TASK DIRECTIONS =
Carry on the text below about Jonah's flight and his first day at the condo pool, starting right after its last sentence.

EXCERPT PROVIDED =
====
I should explain that last part. The first time Jonah flew and his ears hurt on descent—and he was too old to be nursing through said descent—a stewardess brought him cookies. When I was a kid, and I screamed through every descent until I grew out of the problem around age 13, the stewardesses would me bring plastic cups full of steaming-hot damp paper towels and sometimes smelling salts. Regrettably, Jonah has inherited my lousy ear canals, and in-flight service just aren’t what they used to be. Cookies don’t help, but in his MIND they do because of that early experience. So in the airport before we left he asked me for a bag of cookies, purely for medicinal reasons, and I let him get away with that one.
Next stop, the condo. Jonah doesn’t remember being here two years ago (and YET he remembers the cookies; curious, that). He fell in love with the Koi pond at the entrance over again. And when he saw the pool. THE POOL. He was BESIDE himself. His all-tired wound-up yaya-ed self. As soon as we got into the room he stripped ENTIRELY NAKED and ran in circles, pausing only to put his bathing suit on as soon as we could unpack it, and ran in more circles until we got him out and into the pool, which is really several pools, including one particular area that is only 1-1/2 feet deep.
Eighteen inches deep! A little less than half his height. He was in heaven. He played in that pool for at least two hours. My kid who can barely swim. But in this he could try to swim and catch himself and jump in and not sink and he just kept going and going. A boy, younger and far more fish-like was doing somersaults, showing off a bit. Jonah kept saying, “That boy looks like a dolphin.”
====
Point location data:
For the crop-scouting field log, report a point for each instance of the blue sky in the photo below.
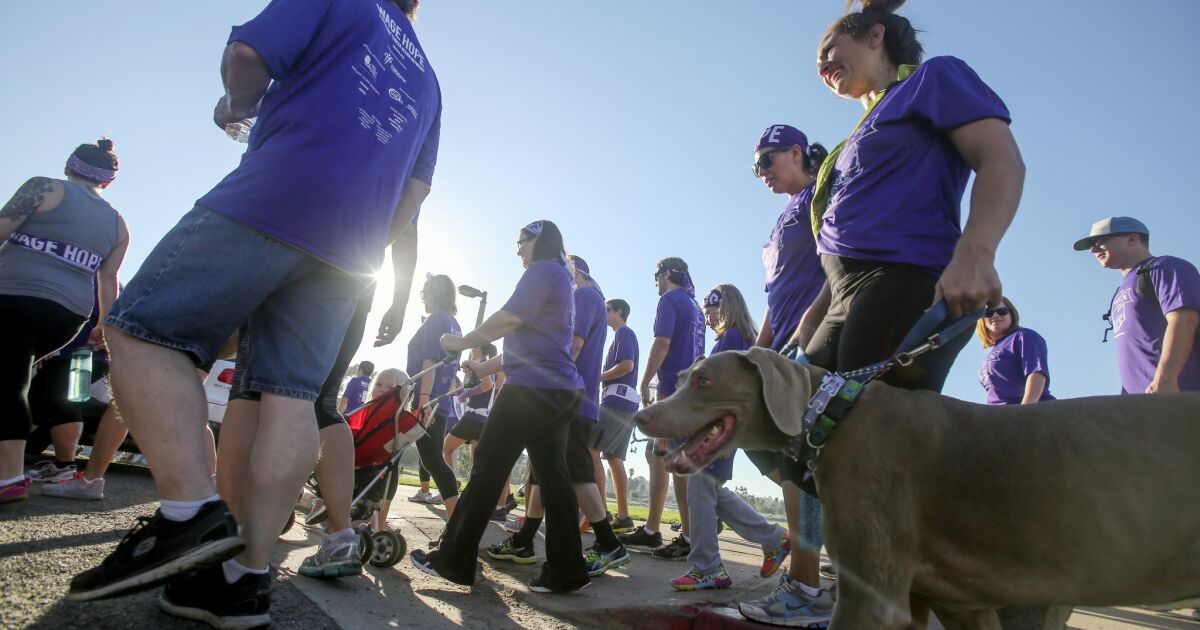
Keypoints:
(633, 129)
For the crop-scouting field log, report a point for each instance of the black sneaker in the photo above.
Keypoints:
(157, 550)
(677, 550)
(622, 525)
(641, 541)
(207, 597)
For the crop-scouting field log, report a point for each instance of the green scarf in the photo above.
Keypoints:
(825, 174)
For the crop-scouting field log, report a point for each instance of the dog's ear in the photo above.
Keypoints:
(785, 388)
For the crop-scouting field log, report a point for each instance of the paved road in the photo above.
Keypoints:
(45, 541)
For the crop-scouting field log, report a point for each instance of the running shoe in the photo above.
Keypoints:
(157, 550)
(622, 525)
(599, 562)
(207, 597)
(49, 471)
(336, 557)
(677, 550)
(695, 580)
(421, 497)
(641, 541)
(773, 558)
(790, 606)
(77, 487)
(16, 491)
(508, 550)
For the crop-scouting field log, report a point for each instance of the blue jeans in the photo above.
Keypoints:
(210, 274)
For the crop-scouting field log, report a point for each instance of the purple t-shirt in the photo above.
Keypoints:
(681, 321)
(793, 268)
(899, 181)
(1008, 365)
(538, 354)
(355, 393)
(426, 345)
(624, 347)
(353, 112)
(1139, 327)
(592, 324)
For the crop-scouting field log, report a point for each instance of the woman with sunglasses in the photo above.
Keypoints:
(532, 412)
(424, 352)
(1017, 370)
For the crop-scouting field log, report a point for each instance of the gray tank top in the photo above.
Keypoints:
(55, 255)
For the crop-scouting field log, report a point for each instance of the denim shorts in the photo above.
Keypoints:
(210, 274)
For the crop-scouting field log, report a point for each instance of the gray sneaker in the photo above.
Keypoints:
(336, 557)
(790, 606)
(76, 487)
(49, 471)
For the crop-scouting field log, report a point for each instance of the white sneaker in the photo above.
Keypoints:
(76, 487)
(49, 471)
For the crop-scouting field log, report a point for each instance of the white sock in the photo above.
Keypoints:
(183, 510)
(234, 570)
(343, 534)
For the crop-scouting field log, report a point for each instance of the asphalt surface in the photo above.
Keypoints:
(45, 541)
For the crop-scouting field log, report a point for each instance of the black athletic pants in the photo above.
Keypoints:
(529, 419)
(34, 328)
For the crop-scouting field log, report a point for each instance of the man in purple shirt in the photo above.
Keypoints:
(347, 112)
(678, 341)
(357, 389)
(1155, 312)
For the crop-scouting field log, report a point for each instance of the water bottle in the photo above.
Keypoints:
(79, 378)
(240, 131)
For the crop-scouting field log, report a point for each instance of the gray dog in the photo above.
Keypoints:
(967, 508)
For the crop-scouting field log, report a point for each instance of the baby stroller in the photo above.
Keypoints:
(383, 430)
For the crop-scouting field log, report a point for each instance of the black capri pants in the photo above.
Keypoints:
(34, 328)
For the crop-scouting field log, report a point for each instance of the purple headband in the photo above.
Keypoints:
(90, 172)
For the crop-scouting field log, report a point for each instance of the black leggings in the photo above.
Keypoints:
(521, 419)
(873, 307)
(432, 462)
(33, 329)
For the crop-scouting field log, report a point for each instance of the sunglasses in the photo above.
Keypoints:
(765, 161)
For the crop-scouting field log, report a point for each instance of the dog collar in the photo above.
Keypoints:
(828, 407)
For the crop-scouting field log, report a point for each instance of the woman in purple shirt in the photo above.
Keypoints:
(532, 412)
(1017, 370)
(886, 209)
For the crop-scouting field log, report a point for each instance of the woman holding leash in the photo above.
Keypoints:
(533, 412)
(886, 208)
(1017, 370)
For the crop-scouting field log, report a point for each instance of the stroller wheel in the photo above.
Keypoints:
(292, 521)
(389, 549)
(366, 543)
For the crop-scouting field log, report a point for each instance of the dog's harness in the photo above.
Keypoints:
(838, 393)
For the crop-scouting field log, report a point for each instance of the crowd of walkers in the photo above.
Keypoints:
(869, 238)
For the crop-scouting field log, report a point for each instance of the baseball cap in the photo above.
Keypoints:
(781, 137)
(1113, 225)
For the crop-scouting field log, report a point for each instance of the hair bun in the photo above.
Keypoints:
(881, 6)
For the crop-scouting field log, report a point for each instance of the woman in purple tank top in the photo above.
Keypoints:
(55, 238)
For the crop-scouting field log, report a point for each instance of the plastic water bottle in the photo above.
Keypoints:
(79, 378)
(240, 131)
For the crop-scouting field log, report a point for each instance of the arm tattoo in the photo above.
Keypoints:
(27, 199)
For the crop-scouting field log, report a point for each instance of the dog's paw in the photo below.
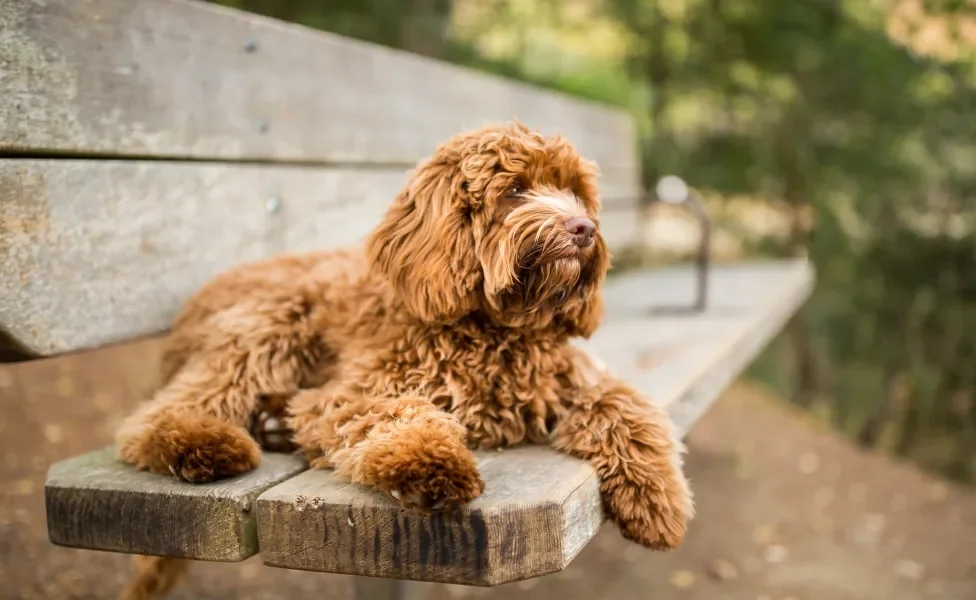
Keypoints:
(423, 463)
(195, 448)
(655, 514)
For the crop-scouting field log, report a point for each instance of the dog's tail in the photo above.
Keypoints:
(155, 577)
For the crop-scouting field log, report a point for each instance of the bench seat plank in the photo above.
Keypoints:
(97, 502)
(539, 507)
(181, 79)
(99, 252)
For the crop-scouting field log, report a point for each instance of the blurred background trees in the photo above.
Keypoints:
(855, 120)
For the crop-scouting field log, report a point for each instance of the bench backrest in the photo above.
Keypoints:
(147, 146)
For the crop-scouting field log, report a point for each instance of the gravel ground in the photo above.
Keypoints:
(786, 510)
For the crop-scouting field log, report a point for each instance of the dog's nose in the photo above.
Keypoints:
(582, 230)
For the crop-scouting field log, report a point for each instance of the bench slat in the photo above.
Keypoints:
(188, 79)
(315, 522)
(96, 502)
(99, 252)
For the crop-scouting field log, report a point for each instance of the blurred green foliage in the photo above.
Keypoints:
(824, 106)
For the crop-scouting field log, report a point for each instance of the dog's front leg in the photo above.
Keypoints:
(403, 446)
(630, 443)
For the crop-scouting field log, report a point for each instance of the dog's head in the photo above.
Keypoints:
(502, 221)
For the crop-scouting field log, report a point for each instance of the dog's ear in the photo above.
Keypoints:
(425, 245)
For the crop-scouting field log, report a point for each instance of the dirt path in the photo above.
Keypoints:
(786, 510)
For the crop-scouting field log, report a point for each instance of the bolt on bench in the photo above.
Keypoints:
(146, 147)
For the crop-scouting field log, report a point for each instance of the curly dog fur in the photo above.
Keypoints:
(450, 331)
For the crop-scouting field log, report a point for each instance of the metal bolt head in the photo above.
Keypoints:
(672, 189)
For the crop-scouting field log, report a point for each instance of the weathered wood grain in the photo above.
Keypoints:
(188, 79)
(532, 519)
(95, 501)
(546, 501)
(98, 252)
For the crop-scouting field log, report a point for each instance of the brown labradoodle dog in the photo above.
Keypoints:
(451, 331)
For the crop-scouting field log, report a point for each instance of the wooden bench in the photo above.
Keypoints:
(147, 146)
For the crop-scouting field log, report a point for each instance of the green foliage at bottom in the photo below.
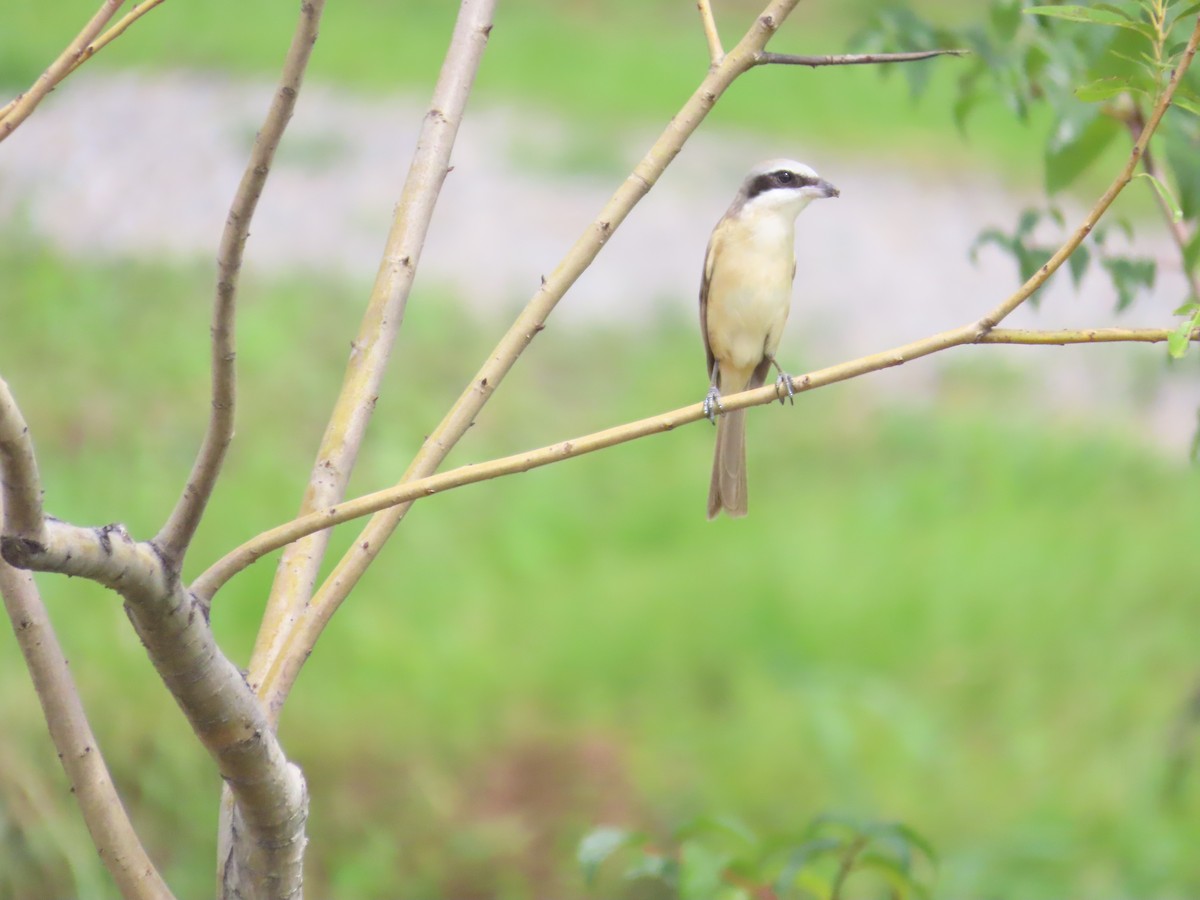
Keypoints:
(954, 615)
====
YOUR RESPONSE =
And then he announced to anyone within earshot, “A dolphin is a MINIATURE whale.” I keep disagreeing with him about this but he won’t concede. “It has a blow hole!” he adds, proving his point.
He addressed dolphin boy, “Do you know what a coral reef is?” The week before we left, his teacher at preschool had brought out a book on coral reefs for Jonah, encouraging his recent descent into shark worship. We found a book on coral reefs at the used bookstore two days ago and it is with us now. Dolphin boy can barely put words into a sentence, he’s so young, and no, it appeared the boy didn’t know about coral reefs.
I rented a float-belt from the watersports hut for Jonah and learned from the woman manning the booth that there are two great kid-depth and quiet coves for seeing fish not too far from where we are staying. One is at Salt Pond State Park, and the other at Lydgate State Park. The latter is further but, she said, has more fish. She also suggested as a training ground we try the cove next door at Brennecke’s Beach, (where we’d been and built a sand train on the last trip).
So then Nana and PopPop rented a snorkel mask for Jonah and started teaching him how to use it to breathe with his face in the water.
Cue more delight. And cue Jonah marching around the kiddie pool informing anyone who would listen that there are two good coral reefs for kids to see fish.
He’s also hoping to see a shark. I’m not going to disabuse him of the notion but of course I’m not hoping to see one.
At the end of his long swimming sojourn, Jonah took a bath in the giant tub in our condo, and then Scott stayed in to feed him and put him to bed while I headed off to the Big Save in Koloa to stock up for the week. Jonah was apparently SO TIRED after this fifteen hour extravaganza that he fell asleep during BOOKS. He didn’t even make it to songs.
And a photo… We did not plan for the boy to be so color coordinated such that his new shark t-shirt and his dinosaur socks (and randomly, my travel mug) matched his beloved Rexie and that taken all together, the whole ensemble matched his striped jacket and his new stegosaurus backpack which isn’t in the picture because he was very careful to stow it in the luggage rack just like we did with our stuff.